MICHAEL SCHERER: There's another way of interpreting what the president's doing right now, which is he went to the Justice Department last week and told a story about Bobby Knight, the basketball coach, and how great he was at working the refs.
It's clearly in his mind.
It's also true that a lot of the things his administration wants to do, it needs the court to change current legal interpretation to do.
He needs judges.
Either he's going to go, you know, totally rip up the Constitution and go it alone, or he's going to do what they've said they're going to do, which is to challenge birthright citizenship, to challenge the impoundment act, to challenge all these laws that are on the books right now that are interpreted as legal right now that he doesn't think are legal.
And so I think a way of looking at what this is what he is doing here, and he did it in the first term, is he's threatening judges.
He's saying, look, I'll make your life hard.
If you defy me, I'm going to call you out.
I'm going to make everything difficult around you.
And he's doing a Bobby Knight.
He's throwing the chair, you know, into the middle of the basketball court.
JEFFREY GOLDBERG: Nancy, I don't want to ask you to speculate, but could you speculate on the likelihood that Donald Trump actually exceeds all of these red lines based on the first couple of months of this administration.
I mean, it seems implausible to my American brain that such a thing could happen in federal government, but -- NANCY YOUSSEF: Well, I think to my, to the point you just made is because they're not using just one all.
Usually when we've had constitutional and challenges, it's been over one issue.
The flooding of the zone I think is having real impact in that.
They might lose on birthright but win on something else, and so that it allows us to sort of extend itself and go on for extended periods of time.
I think the one thing that sort of gives me hope is once we get to that point of a constitutional crisis, where it's defiance and it's open, we are saying that the country's ruled by one, and the spirit of this country, I don't think would allow for that.
It's not just the Constitution, but the very nature of this country has fought against one person ruling to get to that crisis is one person now ruling, the president.
And so that's where I'm optimistic.
And I think, practically speaking, the number of cases that have come forward is such that I don't think it'll be a straight line.
It'll be some cases they win, some cases they lose, and that in and of itself will affect the timeline.
JEFFREY GOLDBERG: Yes, go ahead.
EUGENE DANIELS: But also, some of this is just about basing the fight, right?
So, one thing that's really interesting, and all of us know this from covering Donald Trump and his folks for so long, is that it's the thing that they're doing is not always the thing that they want everyone to be paying attention to.

Dataset excerpts:
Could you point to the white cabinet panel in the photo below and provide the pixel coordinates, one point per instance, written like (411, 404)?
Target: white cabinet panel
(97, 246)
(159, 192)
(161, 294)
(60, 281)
...
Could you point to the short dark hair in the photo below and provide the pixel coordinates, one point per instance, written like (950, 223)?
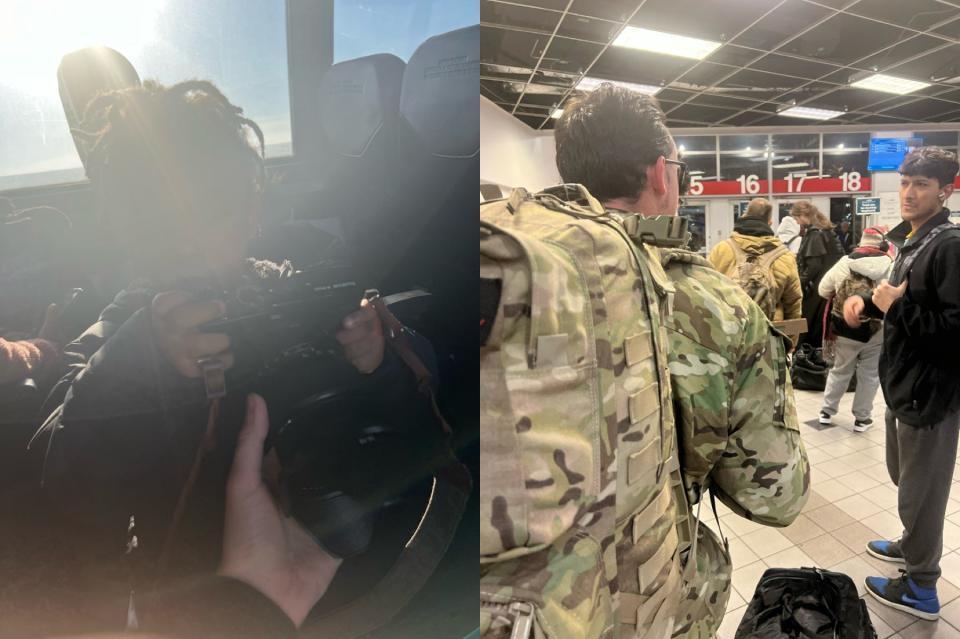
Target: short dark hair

Challenge 1: Do these statements agree with the transcript? Answer yes or no for each, and quote the words from the transcript that decide it. (a) Michael Scherer says the president told a story about Bobby Knight at the Justice Department. (b) Nancy Youssef expects the cases to move forward in a straight line. (c) Scherer says the president also did this in his first term.
Challenge 2: Write out the transcript word for word, from "I mean, it seems" to "impact in that.".
The items aren't needed for anything here.

Response 1:
(a) Yes: "he went to the Justice Department last week and told a story about Bobby Knight, the basketball coach"
(b) No: "I don't think it'll be a straight line."
(c) Yes: "and he did it in the first term"

Response 2:
I mean, it seems implausible to my American brain that such a thing could happen in federal government, but -- NANCY YOUSSEF: Well, I think to my, to the point you just made is because they're not using just one all.
Usually when we've had constitutional and challenges, it's been over one issue.
The flooding of the zone I think is having real impact in that.